Point-based annotation data:
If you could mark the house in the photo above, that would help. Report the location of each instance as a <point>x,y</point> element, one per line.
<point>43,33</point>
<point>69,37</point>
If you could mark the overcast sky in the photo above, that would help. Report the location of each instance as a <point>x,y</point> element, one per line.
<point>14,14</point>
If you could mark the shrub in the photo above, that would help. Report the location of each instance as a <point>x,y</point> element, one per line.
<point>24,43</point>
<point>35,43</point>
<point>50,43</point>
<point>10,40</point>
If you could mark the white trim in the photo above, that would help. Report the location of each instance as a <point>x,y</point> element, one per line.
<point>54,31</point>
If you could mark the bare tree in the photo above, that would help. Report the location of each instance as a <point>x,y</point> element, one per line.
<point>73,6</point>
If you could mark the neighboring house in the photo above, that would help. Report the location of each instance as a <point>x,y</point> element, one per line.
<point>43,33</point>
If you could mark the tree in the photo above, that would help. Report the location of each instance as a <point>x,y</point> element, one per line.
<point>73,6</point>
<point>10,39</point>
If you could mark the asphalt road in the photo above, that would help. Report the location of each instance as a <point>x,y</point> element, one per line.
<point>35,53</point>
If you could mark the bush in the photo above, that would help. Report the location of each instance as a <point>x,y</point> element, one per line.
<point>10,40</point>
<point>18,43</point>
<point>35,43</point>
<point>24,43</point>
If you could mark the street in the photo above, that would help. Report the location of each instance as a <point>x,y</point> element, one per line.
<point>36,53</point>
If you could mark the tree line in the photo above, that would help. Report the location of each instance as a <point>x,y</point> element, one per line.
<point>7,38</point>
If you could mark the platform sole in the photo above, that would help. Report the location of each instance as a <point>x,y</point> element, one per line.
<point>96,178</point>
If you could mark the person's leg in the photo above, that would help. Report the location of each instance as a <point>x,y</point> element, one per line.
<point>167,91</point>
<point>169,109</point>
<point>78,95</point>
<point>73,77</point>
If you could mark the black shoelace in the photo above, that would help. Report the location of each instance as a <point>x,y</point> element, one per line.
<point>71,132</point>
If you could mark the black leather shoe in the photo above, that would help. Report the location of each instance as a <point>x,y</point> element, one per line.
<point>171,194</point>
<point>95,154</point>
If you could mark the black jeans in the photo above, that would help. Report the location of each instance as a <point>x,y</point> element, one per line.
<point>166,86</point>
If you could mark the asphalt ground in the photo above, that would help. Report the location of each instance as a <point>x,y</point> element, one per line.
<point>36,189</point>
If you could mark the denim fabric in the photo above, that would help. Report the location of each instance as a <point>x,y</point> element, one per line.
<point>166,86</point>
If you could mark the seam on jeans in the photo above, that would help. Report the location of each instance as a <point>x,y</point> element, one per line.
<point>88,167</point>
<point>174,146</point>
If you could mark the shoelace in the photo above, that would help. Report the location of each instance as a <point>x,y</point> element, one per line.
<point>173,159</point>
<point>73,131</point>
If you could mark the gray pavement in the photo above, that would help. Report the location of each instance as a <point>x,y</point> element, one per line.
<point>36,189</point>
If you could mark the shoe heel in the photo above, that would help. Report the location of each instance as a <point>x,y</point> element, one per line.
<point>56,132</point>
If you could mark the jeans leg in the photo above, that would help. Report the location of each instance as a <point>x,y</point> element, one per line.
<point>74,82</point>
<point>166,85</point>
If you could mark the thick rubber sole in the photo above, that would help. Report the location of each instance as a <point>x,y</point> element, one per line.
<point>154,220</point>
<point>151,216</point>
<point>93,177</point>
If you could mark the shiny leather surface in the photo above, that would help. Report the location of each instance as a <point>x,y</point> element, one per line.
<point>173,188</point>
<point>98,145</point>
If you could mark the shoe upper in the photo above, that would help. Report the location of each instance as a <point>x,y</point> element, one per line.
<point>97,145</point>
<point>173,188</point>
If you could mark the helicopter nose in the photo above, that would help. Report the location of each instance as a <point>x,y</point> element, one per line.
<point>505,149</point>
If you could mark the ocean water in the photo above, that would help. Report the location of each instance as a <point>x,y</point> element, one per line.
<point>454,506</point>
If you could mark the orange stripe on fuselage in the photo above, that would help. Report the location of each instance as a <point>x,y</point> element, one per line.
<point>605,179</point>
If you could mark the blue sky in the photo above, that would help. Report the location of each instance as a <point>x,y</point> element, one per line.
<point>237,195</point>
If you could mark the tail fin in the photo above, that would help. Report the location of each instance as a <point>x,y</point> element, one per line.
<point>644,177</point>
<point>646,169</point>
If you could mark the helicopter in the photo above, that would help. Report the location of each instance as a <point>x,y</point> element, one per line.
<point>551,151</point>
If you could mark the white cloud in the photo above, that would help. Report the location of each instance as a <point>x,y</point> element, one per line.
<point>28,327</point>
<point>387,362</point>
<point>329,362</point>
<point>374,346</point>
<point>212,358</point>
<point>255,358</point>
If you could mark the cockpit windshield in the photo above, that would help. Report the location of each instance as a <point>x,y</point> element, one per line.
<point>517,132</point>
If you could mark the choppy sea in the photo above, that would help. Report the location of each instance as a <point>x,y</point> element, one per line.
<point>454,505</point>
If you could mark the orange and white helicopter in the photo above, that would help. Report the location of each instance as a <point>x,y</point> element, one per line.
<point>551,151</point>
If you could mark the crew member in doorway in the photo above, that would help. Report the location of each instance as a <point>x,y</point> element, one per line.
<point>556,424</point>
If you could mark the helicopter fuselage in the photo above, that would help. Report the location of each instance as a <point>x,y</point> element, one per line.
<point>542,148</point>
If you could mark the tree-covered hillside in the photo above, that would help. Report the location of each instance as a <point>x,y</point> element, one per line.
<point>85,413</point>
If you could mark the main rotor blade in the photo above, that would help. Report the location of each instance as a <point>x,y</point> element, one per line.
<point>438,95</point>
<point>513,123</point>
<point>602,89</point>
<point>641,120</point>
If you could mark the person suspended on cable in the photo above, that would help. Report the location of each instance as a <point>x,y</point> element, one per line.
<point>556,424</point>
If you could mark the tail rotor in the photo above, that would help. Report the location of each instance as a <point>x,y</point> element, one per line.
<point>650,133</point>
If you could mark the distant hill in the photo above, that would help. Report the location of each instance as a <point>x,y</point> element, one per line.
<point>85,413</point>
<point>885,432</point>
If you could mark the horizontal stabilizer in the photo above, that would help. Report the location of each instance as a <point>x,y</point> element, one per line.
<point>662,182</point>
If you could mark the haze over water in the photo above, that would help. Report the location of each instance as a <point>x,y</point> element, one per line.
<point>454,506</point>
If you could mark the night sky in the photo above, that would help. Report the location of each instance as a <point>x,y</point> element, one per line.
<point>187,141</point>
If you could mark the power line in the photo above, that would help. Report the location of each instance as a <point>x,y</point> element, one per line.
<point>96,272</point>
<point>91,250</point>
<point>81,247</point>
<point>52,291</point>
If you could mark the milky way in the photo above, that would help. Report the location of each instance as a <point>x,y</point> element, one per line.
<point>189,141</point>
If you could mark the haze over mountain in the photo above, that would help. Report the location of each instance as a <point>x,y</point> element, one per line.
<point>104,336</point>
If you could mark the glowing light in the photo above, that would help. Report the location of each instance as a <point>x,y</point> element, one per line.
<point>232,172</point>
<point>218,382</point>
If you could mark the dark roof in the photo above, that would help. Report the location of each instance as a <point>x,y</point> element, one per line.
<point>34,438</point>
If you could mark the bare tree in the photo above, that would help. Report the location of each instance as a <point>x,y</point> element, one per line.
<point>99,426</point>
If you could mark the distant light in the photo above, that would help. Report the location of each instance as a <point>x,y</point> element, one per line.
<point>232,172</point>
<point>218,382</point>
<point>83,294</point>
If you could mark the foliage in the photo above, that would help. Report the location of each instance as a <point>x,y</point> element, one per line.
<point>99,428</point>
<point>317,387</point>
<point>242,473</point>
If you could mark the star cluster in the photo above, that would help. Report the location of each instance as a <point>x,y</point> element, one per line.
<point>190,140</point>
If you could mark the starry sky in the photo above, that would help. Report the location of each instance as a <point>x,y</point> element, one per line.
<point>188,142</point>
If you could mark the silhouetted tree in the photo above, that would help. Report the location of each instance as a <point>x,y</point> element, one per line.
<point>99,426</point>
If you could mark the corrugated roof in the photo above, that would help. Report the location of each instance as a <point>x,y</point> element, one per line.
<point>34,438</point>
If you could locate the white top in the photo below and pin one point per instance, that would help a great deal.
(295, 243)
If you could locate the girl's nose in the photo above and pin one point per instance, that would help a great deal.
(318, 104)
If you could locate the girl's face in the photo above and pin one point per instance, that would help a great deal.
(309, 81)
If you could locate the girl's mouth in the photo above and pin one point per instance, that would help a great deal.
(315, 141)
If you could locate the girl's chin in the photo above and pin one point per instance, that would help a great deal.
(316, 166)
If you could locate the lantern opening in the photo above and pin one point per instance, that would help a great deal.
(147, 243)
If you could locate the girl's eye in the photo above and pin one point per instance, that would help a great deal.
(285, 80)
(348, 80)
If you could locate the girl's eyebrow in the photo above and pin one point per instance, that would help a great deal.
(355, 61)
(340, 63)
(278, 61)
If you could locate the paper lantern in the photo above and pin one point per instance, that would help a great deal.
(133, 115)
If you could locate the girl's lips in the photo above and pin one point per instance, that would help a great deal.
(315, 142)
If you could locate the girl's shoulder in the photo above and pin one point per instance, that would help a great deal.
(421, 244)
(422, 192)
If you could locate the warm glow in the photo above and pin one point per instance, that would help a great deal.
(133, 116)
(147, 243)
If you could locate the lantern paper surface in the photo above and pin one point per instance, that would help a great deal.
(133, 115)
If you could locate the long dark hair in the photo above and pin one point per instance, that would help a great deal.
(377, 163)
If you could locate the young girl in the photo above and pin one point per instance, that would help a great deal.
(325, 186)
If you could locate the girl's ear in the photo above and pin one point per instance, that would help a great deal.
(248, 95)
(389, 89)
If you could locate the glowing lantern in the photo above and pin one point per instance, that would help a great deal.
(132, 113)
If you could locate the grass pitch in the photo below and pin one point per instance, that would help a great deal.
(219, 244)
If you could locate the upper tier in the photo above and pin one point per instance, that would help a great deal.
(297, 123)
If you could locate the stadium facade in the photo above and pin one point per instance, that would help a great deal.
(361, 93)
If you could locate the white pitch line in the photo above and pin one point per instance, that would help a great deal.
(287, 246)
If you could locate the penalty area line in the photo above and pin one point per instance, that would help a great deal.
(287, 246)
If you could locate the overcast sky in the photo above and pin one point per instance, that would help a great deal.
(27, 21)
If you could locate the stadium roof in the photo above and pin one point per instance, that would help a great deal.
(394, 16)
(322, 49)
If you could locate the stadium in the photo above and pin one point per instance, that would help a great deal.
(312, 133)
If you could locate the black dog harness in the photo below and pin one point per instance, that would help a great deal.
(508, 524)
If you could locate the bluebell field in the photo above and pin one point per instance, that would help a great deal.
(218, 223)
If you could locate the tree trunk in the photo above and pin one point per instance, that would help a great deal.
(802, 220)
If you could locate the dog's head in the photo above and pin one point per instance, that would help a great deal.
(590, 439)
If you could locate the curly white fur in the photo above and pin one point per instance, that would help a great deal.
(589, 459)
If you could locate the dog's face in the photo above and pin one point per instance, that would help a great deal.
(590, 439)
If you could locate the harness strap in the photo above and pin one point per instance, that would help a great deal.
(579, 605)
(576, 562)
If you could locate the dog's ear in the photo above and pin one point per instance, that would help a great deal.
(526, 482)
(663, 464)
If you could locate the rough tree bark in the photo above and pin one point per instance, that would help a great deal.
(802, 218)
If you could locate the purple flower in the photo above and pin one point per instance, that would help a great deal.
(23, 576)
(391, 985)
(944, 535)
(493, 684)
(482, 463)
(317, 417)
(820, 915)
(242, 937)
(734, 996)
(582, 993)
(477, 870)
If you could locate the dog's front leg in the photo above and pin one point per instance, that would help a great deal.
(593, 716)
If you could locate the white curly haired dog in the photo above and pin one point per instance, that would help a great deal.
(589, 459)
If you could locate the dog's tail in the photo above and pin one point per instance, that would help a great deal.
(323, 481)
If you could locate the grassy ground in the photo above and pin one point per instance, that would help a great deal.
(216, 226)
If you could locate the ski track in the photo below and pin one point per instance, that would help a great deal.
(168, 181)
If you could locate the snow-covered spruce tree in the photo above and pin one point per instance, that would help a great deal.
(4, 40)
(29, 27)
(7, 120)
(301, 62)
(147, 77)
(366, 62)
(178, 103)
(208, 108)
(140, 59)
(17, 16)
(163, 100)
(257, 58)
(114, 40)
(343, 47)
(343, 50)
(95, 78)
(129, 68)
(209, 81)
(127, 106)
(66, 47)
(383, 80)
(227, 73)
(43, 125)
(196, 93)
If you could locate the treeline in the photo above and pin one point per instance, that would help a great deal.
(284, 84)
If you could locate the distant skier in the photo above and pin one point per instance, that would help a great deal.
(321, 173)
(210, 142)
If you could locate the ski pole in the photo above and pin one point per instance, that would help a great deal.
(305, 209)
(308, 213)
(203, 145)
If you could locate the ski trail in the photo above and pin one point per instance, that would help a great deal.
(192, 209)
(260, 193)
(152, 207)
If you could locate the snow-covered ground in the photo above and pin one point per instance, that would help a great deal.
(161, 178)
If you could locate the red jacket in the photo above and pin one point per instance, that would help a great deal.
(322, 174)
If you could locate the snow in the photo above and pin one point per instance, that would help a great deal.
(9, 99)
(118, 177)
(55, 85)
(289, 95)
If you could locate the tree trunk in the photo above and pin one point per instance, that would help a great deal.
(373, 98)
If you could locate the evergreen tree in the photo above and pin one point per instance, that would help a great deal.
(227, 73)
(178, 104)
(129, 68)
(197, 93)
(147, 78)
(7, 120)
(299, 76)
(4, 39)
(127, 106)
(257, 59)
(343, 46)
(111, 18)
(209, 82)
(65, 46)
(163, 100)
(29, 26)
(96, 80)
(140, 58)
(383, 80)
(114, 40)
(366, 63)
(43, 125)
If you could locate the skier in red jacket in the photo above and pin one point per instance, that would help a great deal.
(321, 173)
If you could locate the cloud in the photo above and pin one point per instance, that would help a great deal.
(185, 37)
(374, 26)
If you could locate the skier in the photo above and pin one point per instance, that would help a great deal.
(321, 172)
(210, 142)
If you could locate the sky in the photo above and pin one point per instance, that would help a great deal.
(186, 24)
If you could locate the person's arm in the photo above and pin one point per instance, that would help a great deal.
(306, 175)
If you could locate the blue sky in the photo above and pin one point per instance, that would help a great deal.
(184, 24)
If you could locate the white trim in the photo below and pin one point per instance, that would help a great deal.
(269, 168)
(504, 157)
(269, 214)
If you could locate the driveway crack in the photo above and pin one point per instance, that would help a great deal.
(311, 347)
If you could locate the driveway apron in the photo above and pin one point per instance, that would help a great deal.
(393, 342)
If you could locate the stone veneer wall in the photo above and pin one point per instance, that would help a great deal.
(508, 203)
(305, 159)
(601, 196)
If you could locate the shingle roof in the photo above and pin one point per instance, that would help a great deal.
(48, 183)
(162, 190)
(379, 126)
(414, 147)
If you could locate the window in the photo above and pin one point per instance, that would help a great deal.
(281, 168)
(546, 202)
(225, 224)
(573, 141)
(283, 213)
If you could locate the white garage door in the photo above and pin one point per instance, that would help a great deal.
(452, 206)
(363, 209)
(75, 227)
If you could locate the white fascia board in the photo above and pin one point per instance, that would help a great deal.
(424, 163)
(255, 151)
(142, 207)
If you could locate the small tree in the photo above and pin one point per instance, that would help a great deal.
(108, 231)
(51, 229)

**EXERCISE BRIEF**
Starting from the line containing "If you could locate the driveway apron", repeat each line through the end of the entries, exactly.

**IN RESPONSE**
If you could locate the driveway apron in the photo above and pin one point per instance, that would help a great deal.
(393, 342)
If you could locate the stone veneer wall in the photo above and pin one point per instance, that would help a great deal.
(508, 203)
(305, 159)
(601, 196)
If you could locate the shingle roof in the photo above and pin one point per instance, that would help a great deal.
(48, 183)
(162, 190)
(379, 126)
(414, 147)
If you could locate the window in the photo above and pin one point per instance, that would help a great deal.
(281, 168)
(546, 202)
(225, 224)
(573, 141)
(283, 213)
If you could locate the white garage door in the photo above and pin one point per instance, that would help a great deal.
(452, 206)
(363, 209)
(75, 227)
If you could locate the white fascia board in the photo above and pin one point per instance, that would help a great deal.
(424, 163)
(255, 151)
(142, 207)
If you could locate the small tree in the photo above and pin one point per instance, that would help a great deal.
(108, 231)
(51, 229)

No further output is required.